··· Passage given
Theo Verelst Audio Digital Signal Processing Page

last update: Aug 26 2011

(Previous Page at this URL: Theo Verelst DSP Page)
(Clearly this page isn;t finished..)

Introduction

The intention here is to begin with an overview of the main Electrical Engineering type of theories and considerations concerning the broad subject of Digitial Signal Processing, with an emphasis on serious audio aplications, and some pointers and examples about the studio technologies from when there was still bright daylight in the hot one hundred and so on. I don't suggest this is a course which will make you a succesful digital Lexicon reverberation unit user in that ballgame, but I'm sure that direction is valid (and to some extend present here) and a lot of  "modern" software isn't bound to go anywhere but the dust-pile, because it should.

The examples I've worked on are either hardware (synths, effects, analog filters, DSP boards, FPGA prototypes) or run on Linux, with just a few exceptions (Cubase on windows XPpro) because years ago I've delved into some of the existing software for PCs and was disappointed at the quality levels, and honestly they for too big part still all sound alike, and I don't like that sound, and suspect the main mathematical approaches to never gravitate to something all too ok. This is not necessarily a flaw in the design of windows OS, it's just a partial observation.

Theoretically speaking, first it is necessary to temper some of the enthusiasm about processing audio in the digital domain, especially at low sample rates (like CD quality), so we'll look at some of the EE foundations of what it is like to put a signal in digital form , and what it takes to get the original signal back with very little distortion. Also is a good idea to know something about generalities from electronics and general audio land like power of loudspeaker systems, High Fidelity and signal integrity, standard analog processing boxes like equalizers and limiters, and as a more advanced subject, the loudness curve and how the natural hearing properties are important in well made music and sound recordings.
······
··· Dataset content
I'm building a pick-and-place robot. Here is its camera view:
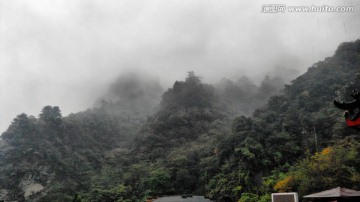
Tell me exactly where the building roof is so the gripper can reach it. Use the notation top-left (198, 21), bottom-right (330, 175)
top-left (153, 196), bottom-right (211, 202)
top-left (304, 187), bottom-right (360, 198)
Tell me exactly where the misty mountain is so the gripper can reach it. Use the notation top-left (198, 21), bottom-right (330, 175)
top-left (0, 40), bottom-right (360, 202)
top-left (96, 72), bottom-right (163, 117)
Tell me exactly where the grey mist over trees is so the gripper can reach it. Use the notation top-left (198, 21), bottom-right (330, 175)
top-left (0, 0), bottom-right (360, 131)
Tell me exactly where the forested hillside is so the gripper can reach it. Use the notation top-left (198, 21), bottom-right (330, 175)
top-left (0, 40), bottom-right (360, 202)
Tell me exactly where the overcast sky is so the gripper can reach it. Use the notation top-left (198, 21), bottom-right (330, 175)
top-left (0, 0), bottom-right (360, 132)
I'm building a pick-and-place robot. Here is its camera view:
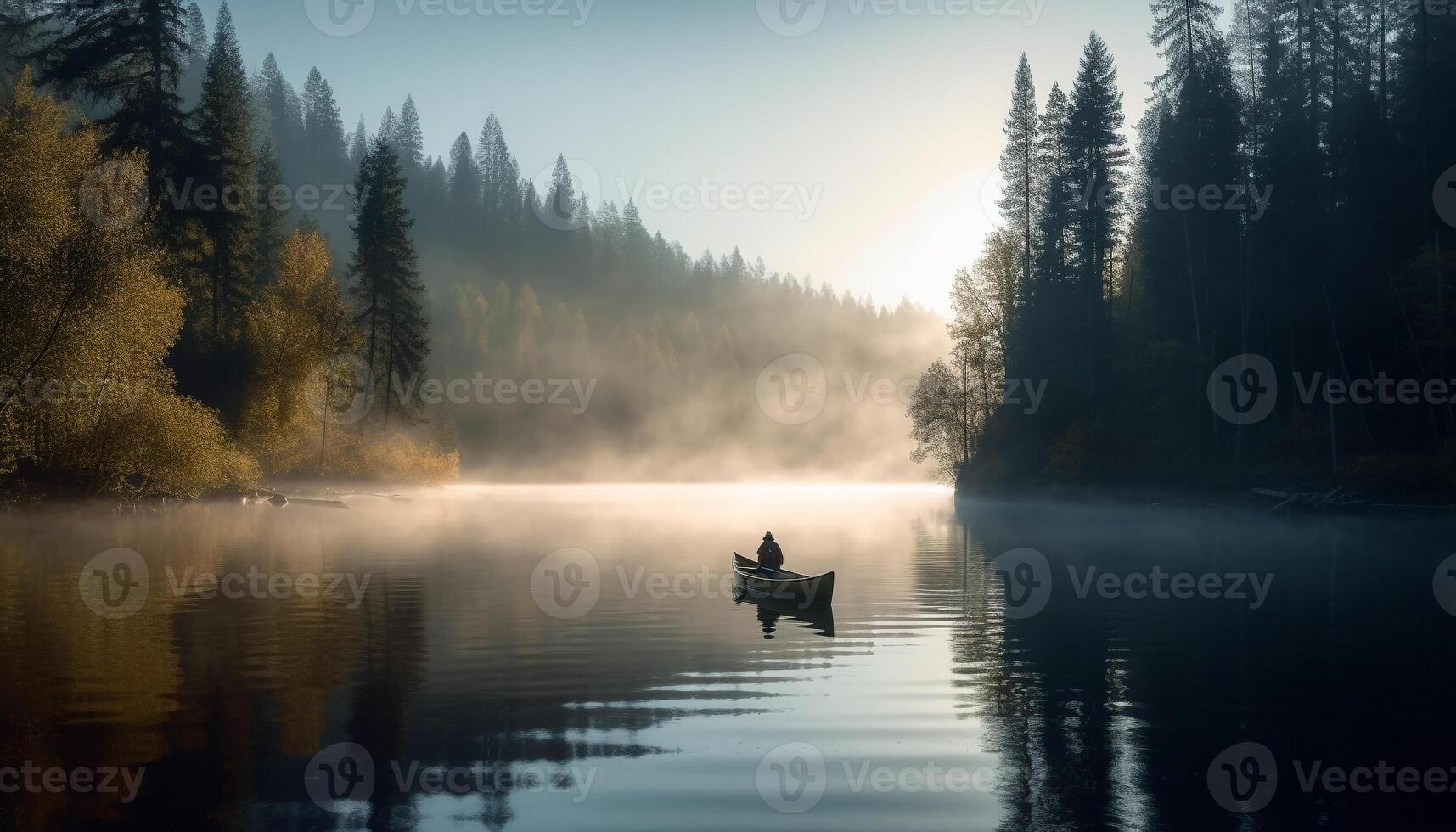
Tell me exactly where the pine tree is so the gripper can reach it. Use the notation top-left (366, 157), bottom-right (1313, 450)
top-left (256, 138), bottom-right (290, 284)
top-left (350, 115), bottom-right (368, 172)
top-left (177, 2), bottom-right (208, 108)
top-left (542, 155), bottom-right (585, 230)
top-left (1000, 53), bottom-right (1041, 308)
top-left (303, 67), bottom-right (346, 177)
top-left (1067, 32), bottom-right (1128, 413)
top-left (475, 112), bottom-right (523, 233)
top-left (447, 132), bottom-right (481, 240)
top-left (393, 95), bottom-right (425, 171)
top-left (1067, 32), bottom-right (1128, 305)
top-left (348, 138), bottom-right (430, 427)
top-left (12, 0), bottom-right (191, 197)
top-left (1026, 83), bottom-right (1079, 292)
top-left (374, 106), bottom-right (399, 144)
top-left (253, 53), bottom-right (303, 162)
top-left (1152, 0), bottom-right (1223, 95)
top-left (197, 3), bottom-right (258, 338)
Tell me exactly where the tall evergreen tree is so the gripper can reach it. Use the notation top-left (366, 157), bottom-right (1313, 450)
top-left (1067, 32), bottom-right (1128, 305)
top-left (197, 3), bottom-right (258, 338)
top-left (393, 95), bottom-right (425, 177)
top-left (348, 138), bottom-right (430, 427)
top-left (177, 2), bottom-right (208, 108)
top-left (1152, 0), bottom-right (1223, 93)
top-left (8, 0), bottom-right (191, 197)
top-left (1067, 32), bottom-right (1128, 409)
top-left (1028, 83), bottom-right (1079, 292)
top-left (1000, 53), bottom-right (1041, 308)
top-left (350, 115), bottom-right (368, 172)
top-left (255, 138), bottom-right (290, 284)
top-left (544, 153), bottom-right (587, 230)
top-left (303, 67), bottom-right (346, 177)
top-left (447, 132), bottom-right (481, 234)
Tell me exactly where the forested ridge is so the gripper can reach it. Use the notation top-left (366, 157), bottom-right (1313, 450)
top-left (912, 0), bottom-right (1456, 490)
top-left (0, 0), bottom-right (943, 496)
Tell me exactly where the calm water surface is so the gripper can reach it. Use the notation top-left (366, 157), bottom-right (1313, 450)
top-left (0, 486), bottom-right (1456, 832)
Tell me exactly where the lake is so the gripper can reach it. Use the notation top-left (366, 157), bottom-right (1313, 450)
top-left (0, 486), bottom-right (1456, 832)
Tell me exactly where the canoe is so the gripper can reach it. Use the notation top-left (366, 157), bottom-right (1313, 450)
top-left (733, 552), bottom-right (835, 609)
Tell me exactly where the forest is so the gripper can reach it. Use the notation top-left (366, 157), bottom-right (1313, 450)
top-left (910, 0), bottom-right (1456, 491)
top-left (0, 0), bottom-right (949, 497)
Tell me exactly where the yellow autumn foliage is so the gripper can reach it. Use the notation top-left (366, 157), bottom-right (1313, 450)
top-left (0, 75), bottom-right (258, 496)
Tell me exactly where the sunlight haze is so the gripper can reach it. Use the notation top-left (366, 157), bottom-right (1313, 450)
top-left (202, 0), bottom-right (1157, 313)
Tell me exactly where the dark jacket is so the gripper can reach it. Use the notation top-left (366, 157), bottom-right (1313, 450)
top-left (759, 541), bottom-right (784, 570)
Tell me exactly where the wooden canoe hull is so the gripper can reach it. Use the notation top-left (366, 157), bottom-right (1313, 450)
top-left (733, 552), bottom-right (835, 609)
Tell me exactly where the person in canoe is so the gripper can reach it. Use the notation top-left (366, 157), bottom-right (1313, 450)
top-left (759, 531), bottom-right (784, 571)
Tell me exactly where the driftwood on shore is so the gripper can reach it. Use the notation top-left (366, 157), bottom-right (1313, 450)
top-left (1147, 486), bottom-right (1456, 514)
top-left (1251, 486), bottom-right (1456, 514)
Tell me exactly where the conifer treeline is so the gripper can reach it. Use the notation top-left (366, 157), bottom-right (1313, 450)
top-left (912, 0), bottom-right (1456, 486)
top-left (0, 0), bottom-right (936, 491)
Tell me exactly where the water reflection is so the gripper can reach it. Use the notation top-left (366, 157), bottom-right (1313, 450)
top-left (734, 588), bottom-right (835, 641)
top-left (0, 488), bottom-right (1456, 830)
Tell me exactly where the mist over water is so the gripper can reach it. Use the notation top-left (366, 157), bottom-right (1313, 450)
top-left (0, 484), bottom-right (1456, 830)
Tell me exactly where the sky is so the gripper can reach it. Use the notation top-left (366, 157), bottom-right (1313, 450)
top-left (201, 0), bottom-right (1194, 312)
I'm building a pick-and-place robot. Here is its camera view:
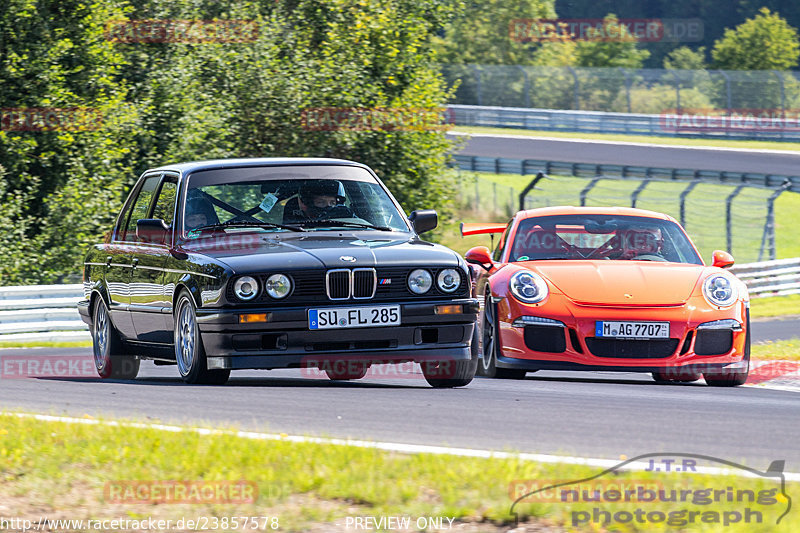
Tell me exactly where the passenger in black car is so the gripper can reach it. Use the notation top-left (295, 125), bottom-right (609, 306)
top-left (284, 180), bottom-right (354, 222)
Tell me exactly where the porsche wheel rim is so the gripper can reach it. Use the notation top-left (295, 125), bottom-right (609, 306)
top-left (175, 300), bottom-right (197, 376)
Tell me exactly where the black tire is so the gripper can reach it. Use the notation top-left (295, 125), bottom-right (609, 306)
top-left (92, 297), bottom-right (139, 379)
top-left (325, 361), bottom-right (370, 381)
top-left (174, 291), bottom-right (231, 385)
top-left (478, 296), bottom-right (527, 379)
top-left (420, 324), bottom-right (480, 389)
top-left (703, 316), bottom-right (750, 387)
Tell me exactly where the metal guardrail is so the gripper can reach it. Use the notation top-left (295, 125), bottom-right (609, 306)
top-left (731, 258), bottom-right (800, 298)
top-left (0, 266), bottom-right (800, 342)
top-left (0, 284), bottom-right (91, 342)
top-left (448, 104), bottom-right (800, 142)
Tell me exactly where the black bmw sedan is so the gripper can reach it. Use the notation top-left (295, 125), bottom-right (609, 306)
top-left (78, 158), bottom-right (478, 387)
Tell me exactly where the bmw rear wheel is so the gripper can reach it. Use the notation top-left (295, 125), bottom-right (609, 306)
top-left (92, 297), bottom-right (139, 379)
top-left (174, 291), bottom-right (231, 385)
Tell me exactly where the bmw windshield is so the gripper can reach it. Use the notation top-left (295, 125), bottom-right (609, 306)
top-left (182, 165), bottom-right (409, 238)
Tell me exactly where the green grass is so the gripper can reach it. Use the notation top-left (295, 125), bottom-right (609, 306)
······
■ **Work to be completed**
From the audio signal processing page, extract the stretch from "last update: Aug" through "because it should.", word for word.

■ **Exercise answer**
last update: Aug 26 2011

(Previous Page at this URL: Theo Verelst DSP Page)
(Clearly this page isn;t finished..)

Introduction

The intention here is to begin with an overview of the main Electrical Engineering type of theories and considerations concerning the broad subject of Digitial Signal Processing, with an emphasis on serious audio aplications, and some pointers and examples about the studio technologies from when there was still bright daylight in the hot one hundred and so on. I don't suggest this is a course which will make you a succesful digital Lexicon reverberation unit user in that ballgame, but I'm sure that direction is valid (and to some extend present here) and a lot of  "modern" software isn't bound to go anywhere but the dust-pile, because it should.